▶ **Work task**
Could you reproduce every record below exactly as written?

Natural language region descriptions
#####

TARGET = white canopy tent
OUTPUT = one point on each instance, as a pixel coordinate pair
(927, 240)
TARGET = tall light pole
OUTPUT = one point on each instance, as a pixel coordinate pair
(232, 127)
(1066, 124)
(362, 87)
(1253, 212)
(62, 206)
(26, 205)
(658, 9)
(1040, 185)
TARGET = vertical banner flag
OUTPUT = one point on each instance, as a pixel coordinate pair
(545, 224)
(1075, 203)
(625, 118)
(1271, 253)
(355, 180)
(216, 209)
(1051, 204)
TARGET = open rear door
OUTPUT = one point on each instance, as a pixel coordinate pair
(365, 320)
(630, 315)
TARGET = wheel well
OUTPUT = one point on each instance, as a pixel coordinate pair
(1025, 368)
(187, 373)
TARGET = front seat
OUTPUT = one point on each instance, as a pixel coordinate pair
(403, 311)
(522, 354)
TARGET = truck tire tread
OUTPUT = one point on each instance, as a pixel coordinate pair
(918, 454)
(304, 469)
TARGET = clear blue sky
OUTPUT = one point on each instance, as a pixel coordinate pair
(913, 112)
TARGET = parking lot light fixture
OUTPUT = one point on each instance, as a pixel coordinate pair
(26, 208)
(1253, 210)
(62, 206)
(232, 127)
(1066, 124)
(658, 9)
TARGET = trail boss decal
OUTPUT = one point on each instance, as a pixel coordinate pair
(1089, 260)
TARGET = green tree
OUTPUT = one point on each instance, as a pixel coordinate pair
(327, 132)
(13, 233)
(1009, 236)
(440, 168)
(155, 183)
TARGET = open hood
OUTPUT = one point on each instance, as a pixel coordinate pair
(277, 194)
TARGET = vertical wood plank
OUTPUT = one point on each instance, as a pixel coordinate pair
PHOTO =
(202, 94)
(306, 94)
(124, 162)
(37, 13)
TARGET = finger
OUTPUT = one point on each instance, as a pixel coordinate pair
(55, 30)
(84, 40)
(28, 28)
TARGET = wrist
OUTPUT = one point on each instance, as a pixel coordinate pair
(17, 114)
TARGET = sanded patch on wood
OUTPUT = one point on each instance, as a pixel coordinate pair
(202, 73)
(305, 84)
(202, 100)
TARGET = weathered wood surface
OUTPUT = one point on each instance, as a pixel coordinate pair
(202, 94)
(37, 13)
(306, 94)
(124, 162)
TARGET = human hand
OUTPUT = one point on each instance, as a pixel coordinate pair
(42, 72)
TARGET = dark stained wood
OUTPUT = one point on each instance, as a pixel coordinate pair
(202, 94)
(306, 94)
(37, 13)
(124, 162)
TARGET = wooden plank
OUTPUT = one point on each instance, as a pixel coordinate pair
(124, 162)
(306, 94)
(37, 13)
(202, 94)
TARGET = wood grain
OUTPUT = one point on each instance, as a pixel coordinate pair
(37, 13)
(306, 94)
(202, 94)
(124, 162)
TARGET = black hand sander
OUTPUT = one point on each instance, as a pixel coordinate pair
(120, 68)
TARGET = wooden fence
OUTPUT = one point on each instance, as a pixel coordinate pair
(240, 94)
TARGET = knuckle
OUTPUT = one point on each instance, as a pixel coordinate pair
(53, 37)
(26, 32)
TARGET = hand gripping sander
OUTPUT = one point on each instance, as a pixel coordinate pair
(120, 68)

#####

▶ **Expected answer**
TARGET = white canopy tent
OUTPUT = one point on each instance, as a pixel coordinate pair
(927, 240)
TARGET = tall light pole
OUTPUT = one point on each instance, as a pixel coordinate pair
(232, 127)
(1066, 124)
(362, 87)
(1253, 212)
(62, 206)
(26, 205)
(658, 9)
(1040, 185)
TARGET = vertical banner flag
OUTPUT = one point on each instance, as a pixel coordinate pair
(545, 224)
(1075, 203)
(625, 118)
(1271, 253)
(355, 180)
(216, 209)
(1051, 204)
TARGET = open rear door
OUTPUT = one point on each instance, as a pixel coordinate pair
(365, 320)
(630, 315)
TARGET = wheel well
OUTPUT = one point on each instance, as a pixel coordinate pair
(1025, 368)
(187, 373)
TARGET = front seat
OUTPUT = one point on each instance, as a pixel coordinate pair
(403, 311)
(522, 354)
TARGET = truck tire tread
OUTPUT = one point on each instance, as a pixel coordinate pair
(918, 454)
(304, 469)
TARGET = clear blue sky
OUTPUT = one point on each instance, as a pixel coordinate pair
(913, 112)
TARGET = parking lot light fixture
OUTPUT = one point on each instance, as a pixel coordinate pair
(26, 208)
(1253, 210)
(62, 206)
(232, 127)
(1066, 124)
(658, 9)
TARGET = trail boss decal
OUTPUT = one point on each instance, as a pixel coordinate pair
(1089, 260)
TARGET = green tree
OUTPUT = one point on each instance, as a pixel coordinate pair
(327, 132)
(13, 233)
(1009, 236)
(440, 168)
(155, 183)
TARGET = open hood
OUTPUT = one point on each instance, as a pixel coordinate pair
(277, 194)
TARGET = vertical wood plank
OUTPUT = one point on each instance, as a pixel coordinate pair
PHOTO =
(202, 94)
(306, 94)
(124, 162)
(37, 13)
TARGET = finger
OUTPUT = one point on each instance, as a pixel coordinate pair
(55, 30)
(84, 40)
(28, 28)
TARGET = wrist
OUTPUT = one point on each instance, as a pixel coordinate pair
(17, 114)
TARGET = sanded patch on wood
OUTPUT = one point on each instance, as a pixel coordinate pair
(202, 73)
(305, 84)
(202, 100)
TARGET = weathered wood surface
OUTPUT = one point on each instance, as a pixel coordinate pair
(202, 94)
(37, 13)
(306, 94)
(124, 162)
TARGET = human hand
OUTPUT = one point on each instance, as a pixel coordinate pair
(42, 72)
TARGET = dark stained wood
OUTPUT = one point on each instance, as a pixel coordinate pair
(202, 94)
(306, 94)
(37, 13)
(124, 162)
TARGET = wooden plank
OUTPUT = one point on each instance, as a pixel coordinate pair
(124, 162)
(306, 94)
(37, 13)
(202, 94)
TARGET = wood grain
OUTPUT = one point on each instance, as a pixel coordinate pair
(37, 13)
(306, 94)
(202, 94)
(124, 162)
TARGET = black hand sander
OUTPUT = one point on each instance, as a pixel coordinate pair
(120, 68)
TARGET = wooden fence
OUTPUT = one point on each instance, as a pixel coordinate pair
(240, 94)
TARGET = knuckle
OUTPUT = one point on each instance, as a pixel coordinate pair
(53, 37)
(26, 32)
TARGET = hand gripping sander
OUTPUT = one point on each instance, as a pixel coordinate pair
(120, 68)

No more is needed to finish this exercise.